* Raw records *
— begin —
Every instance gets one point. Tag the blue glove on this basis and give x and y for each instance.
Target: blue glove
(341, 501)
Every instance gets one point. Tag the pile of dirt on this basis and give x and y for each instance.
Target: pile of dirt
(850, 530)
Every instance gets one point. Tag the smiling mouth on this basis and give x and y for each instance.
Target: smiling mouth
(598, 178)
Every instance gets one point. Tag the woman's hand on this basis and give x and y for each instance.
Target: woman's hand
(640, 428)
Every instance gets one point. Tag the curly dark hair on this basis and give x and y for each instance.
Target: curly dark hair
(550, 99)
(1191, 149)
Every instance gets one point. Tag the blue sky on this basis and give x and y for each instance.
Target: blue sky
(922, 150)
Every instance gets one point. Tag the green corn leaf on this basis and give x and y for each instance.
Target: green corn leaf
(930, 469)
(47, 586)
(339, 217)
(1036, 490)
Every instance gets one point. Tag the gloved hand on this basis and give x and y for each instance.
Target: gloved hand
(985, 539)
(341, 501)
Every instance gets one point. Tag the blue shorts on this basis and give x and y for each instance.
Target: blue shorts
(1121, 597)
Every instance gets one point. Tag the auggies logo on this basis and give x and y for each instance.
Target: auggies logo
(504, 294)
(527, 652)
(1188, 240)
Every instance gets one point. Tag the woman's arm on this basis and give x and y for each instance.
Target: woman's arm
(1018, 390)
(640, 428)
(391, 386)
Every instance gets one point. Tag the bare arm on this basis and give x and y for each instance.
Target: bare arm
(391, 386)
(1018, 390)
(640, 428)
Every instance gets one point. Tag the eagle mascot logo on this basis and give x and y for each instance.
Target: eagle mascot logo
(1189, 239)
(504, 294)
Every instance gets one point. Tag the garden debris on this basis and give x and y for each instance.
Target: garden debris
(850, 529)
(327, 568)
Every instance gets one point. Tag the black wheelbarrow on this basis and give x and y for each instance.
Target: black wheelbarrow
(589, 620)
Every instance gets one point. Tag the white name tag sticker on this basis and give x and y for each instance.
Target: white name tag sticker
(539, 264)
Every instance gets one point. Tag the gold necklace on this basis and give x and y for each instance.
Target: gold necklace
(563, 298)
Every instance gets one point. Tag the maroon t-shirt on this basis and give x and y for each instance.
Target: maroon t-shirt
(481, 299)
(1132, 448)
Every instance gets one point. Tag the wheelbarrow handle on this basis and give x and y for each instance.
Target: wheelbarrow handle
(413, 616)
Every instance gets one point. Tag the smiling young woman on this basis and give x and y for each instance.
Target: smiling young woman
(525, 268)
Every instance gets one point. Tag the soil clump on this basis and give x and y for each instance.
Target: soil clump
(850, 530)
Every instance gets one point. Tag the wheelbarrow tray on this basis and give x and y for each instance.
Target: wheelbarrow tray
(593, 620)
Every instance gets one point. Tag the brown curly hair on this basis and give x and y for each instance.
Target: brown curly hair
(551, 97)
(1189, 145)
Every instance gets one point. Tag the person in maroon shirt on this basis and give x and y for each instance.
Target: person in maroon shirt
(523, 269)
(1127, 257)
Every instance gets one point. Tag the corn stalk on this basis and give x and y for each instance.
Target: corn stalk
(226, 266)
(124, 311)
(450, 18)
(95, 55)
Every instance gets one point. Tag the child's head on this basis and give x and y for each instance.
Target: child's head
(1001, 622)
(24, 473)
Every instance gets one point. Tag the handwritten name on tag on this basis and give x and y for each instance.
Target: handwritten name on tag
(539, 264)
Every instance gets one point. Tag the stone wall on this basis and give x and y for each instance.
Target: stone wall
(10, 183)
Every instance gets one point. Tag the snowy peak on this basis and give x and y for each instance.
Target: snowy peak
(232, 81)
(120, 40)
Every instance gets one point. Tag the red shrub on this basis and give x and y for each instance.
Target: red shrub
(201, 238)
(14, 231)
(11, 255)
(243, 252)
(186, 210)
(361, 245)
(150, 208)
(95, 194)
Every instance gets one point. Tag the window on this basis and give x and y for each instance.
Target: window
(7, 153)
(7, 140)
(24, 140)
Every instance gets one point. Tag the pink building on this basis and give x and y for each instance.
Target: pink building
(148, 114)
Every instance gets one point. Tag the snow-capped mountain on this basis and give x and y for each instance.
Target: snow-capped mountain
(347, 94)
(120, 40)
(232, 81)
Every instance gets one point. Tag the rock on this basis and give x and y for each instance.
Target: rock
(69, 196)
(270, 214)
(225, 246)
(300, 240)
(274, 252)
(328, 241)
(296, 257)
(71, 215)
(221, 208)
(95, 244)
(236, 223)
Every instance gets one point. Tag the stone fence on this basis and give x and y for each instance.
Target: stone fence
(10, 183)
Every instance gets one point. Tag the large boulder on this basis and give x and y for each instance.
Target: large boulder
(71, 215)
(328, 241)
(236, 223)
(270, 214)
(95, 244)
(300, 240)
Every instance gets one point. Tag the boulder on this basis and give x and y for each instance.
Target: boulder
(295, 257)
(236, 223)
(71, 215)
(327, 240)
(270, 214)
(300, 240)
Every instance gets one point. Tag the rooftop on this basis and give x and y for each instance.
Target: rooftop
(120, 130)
— end —
* To do *
Turn all the items above into a JSON list of strings, with each line as its own string and blank lines left out.

* Finished task *
[
  "Every instance gets one point. Tag the blue glove on this basis and give x and y for each instance.",
  "Target: blue glove",
  "(341, 501)",
  "Every instance gets one point. Tag the pile of dirt on this basis and give x and y for each instance.",
  "Target: pile of dirt",
  "(850, 530)",
  "Every instance gets one point. Tag the smiling mouth on this basis and give x and y for each instance.",
  "Target: smiling mouth",
  "(598, 178)",
  "Every instance gets one point. Tag the woman's hand on this basis and give x and y for each instance.",
  "Target: woman's hand",
  "(640, 428)",
  "Every instance gets one point. Tag the curly dark hair on this basis and give x and y for each instance.",
  "Target: curly dark hair",
  "(550, 99)",
  "(1191, 149)",
  "Every instance gets one point. Tag the blue sky on this basis and give x and y for each instance.",
  "Target: blue sky",
  "(922, 150)",
  "Every instance gets one point. Tag the green corn leaf on this basis and give x and y for each instance.",
  "Target: green corn leaf",
  "(930, 469)",
  "(47, 586)",
  "(339, 217)",
  "(1036, 490)",
  "Every instance gets one point. Tag the gloved hand on this basis and give x and y for each instance.",
  "Target: gloved hand",
  "(985, 539)",
  "(341, 501)",
  "Every instance gets one point. Tag the blue shorts on this basis and give x and y for each instance.",
  "Target: blue shorts",
  "(1121, 597)",
  "Every instance gets one point. Tag the auggies logo on this basis and give x and y for each instance.",
  "Target: auggies logo",
  "(504, 294)",
  "(527, 652)",
  "(1188, 240)",
  "Every instance gets one point. Tag the woman's arm on this basis and give x and y for each instance.",
  "Target: woman's arm",
  "(1018, 390)",
  "(640, 428)",
  "(391, 386)",
  "Every instance gets one point. Tag the bare arm on this basis and give x and y for each instance.",
  "Target: bare arm",
  "(391, 386)",
  "(1018, 390)",
  "(640, 428)",
  "Every instance gets one point. Tag the eagle mascot logo on this basis and give x and y for each instance.",
  "Target: eagle mascot logo",
  "(1189, 239)",
  "(504, 294)",
  "Every instance gets one point. Tag the garden debris on this basis and give x and y for each instance.",
  "Target: garden debris",
  "(850, 529)",
  "(327, 568)",
  "Every instance gets one point. Tag the black wheelbarrow on this basis and give x and y for each instance.",
  "Target: black wheelbarrow",
  "(589, 620)",
  "Every instance gets one point. Tag the white name tag sticker on this basis and give x and y for each instance.",
  "Target: white name tag sticker",
  "(539, 264)",
  "Every instance gets one point. Tag the gold necklace on this basis and give x and y for each instance.",
  "Target: gold necklace",
  "(563, 298)",
  "Every instance gets one point. Tag the maroon t-shirt on this basis and give x and y for each instance.",
  "Target: maroon t-shirt",
  "(481, 299)",
  "(1132, 448)",
  "Every instance gets one point. Tag the wheelbarrow handle on this basis and give x and y for each instance.",
  "Target: wheelbarrow handle",
  "(413, 616)",
  "Every instance gets one point. Tag the smiling young woman on this basis and give x and y for each instance.",
  "Target: smiling young woman",
  "(525, 268)",
  "Every instance gets one point. Tag the soil clump on this basis and give x and y for each instance.",
  "Target: soil clump",
  "(850, 530)",
  "Every instance gets one point. Tag the wheelbarrow tray on this basis and give x and y for each instance.",
  "Target: wheelbarrow tray",
  "(593, 620)",
  "Every instance gets one point. Tag the brown curly hair on this basis and give x and y for each instance.",
  "Target: brown curly hair",
  "(551, 97)",
  "(1189, 145)",
  "Every instance gets one point. Tag the person in maroon shirt on this basis and give x and y for each instance.",
  "Target: person in maroon shirt",
  "(523, 269)",
  "(1127, 257)",
  "Every instance gets one point. Tag the corn stalk on this basis and give x and y for each instance.",
  "Target: corn stalk",
  "(226, 266)",
  "(124, 311)",
  "(450, 18)",
  "(95, 55)",
  "Every instance gets one point. Tag the child's head on this basis and give x and y for each instance.",
  "Target: child's head",
  "(1001, 622)",
  "(24, 473)",
  "Every instance gets one point. Tag the handwritten name on tag on this basis and give x and y for each instance.",
  "Target: handwritten name on tag",
  "(539, 264)",
  "Every instance gets one point. Tag the stone wall on this basis and give x and y for each instance.",
  "Target: stone wall",
  "(10, 183)",
  "Every instance gets one point. Tag the snowy peak on this basis and give x and y for each instance.",
  "Target: snowy peak",
  "(232, 81)",
  "(120, 40)",
  "Every instance gets one point. Tag the red shrub on this basis and give x and y for each instance.",
  "Target: red shrub",
  "(201, 238)",
  "(14, 231)",
  "(11, 255)",
  "(243, 252)",
  "(186, 210)",
  "(361, 245)",
  "(150, 208)",
  "(95, 194)",
  "Every instance gets one point. Tag the window on this basis and give x and y for each instance.",
  "Target: window",
  "(7, 153)",
  "(7, 140)",
  "(24, 140)",
  "Every instance gets one point. Tag the pink building on this basis and give x and y for each instance.",
  "Target: pink building",
  "(148, 114)",
  "Every instance gets one point. Tag the snow-capped mountain on this basis and give x and y for each instance.",
  "Target: snow-capped mountain",
  "(347, 94)",
  "(120, 40)",
  "(232, 81)",
  "Every instance gets one point. Tag the rock on this basis and give x and y for each instance.",
  "Target: rock",
  "(69, 196)",
  "(270, 214)",
  "(225, 246)",
  "(300, 240)",
  "(274, 252)",
  "(328, 241)",
  "(296, 257)",
  "(71, 215)",
  "(221, 208)",
  "(95, 244)",
  "(236, 223)",
  "Every instance gets one point. Tag the stone fence on this basis and give x and y for each instance.",
  "Target: stone fence",
  "(10, 183)",
  "Every instance gets one point. Tag the large boulder on this basis and give x and y for each instance.",
  "Target: large boulder",
  "(71, 215)",
  "(328, 241)",
  "(236, 223)",
  "(270, 214)",
  "(95, 244)",
  "(300, 240)",
  "Every instance gets one point. Tag the boulder on this basis and give x and y for each instance.",
  "Target: boulder",
  "(295, 257)",
  "(236, 223)",
  "(71, 215)",
  "(327, 240)",
  "(270, 214)",
  "(300, 240)",
  "Every instance gets one point. Tag the rooftop on this basis and give x and y for each instance.",
  "Target: rooftop",
  "(120, 130)"
]